Rows from a dataset:
□ □ □ □ □ □ □

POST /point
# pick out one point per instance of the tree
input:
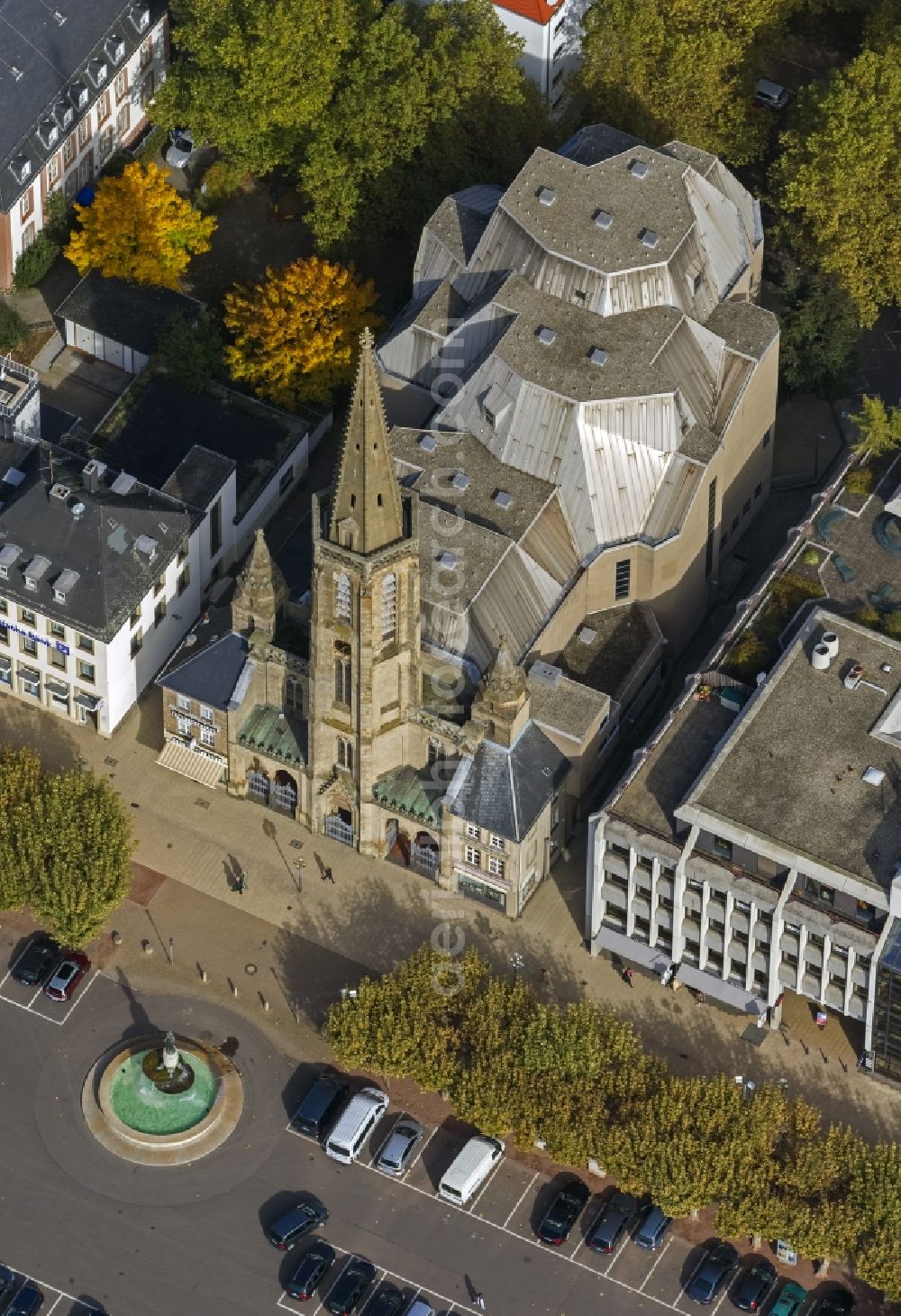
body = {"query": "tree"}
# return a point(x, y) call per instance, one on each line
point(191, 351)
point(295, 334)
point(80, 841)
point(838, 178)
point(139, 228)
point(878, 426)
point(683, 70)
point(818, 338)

□ □ □ □ □ □ □

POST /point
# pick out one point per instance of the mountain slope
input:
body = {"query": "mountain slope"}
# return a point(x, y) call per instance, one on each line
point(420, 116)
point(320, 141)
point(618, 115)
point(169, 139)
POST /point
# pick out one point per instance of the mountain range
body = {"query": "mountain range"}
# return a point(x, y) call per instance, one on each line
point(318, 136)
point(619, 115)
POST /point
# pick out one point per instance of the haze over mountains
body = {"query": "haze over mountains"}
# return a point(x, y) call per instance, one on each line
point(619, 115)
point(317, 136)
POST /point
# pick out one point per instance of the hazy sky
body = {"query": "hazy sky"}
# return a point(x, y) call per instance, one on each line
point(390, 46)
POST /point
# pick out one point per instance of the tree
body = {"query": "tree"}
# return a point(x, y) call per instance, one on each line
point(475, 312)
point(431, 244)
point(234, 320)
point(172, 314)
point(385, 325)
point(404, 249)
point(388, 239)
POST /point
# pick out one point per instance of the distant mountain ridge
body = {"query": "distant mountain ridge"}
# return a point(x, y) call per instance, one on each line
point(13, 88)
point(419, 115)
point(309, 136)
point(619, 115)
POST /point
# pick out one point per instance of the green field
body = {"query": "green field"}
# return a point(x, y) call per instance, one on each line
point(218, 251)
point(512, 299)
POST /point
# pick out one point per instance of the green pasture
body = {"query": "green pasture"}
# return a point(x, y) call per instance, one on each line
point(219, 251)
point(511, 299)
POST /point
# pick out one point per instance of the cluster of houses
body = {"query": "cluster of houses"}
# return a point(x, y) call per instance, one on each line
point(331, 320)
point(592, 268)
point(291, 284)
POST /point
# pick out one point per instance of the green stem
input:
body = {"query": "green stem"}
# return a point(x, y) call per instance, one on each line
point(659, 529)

□ □ □ □ □ □ □

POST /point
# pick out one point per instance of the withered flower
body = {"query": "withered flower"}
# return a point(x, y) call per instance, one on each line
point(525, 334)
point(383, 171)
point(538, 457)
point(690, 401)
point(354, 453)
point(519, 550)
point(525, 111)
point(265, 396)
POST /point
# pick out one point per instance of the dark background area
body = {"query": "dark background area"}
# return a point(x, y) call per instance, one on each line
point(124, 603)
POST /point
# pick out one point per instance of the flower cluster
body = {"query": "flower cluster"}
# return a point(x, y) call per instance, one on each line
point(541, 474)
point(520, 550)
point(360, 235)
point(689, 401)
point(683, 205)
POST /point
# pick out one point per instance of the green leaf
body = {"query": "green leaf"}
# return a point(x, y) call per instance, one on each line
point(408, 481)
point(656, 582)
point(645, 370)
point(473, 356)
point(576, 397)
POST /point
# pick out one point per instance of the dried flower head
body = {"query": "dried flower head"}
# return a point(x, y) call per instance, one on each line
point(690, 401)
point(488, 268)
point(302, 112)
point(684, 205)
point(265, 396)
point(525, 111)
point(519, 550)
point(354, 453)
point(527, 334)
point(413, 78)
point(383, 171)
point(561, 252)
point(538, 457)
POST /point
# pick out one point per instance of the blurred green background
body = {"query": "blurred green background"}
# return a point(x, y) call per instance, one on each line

□ □ □ □ □ □ □

- _Exercise goal_:
Identify every line that contains the word "houses" and copy each of those lines.

- _Output for this exercise_:
# pick out one point per instance of the cluster of houses
body = {"query": "cluster of houses"}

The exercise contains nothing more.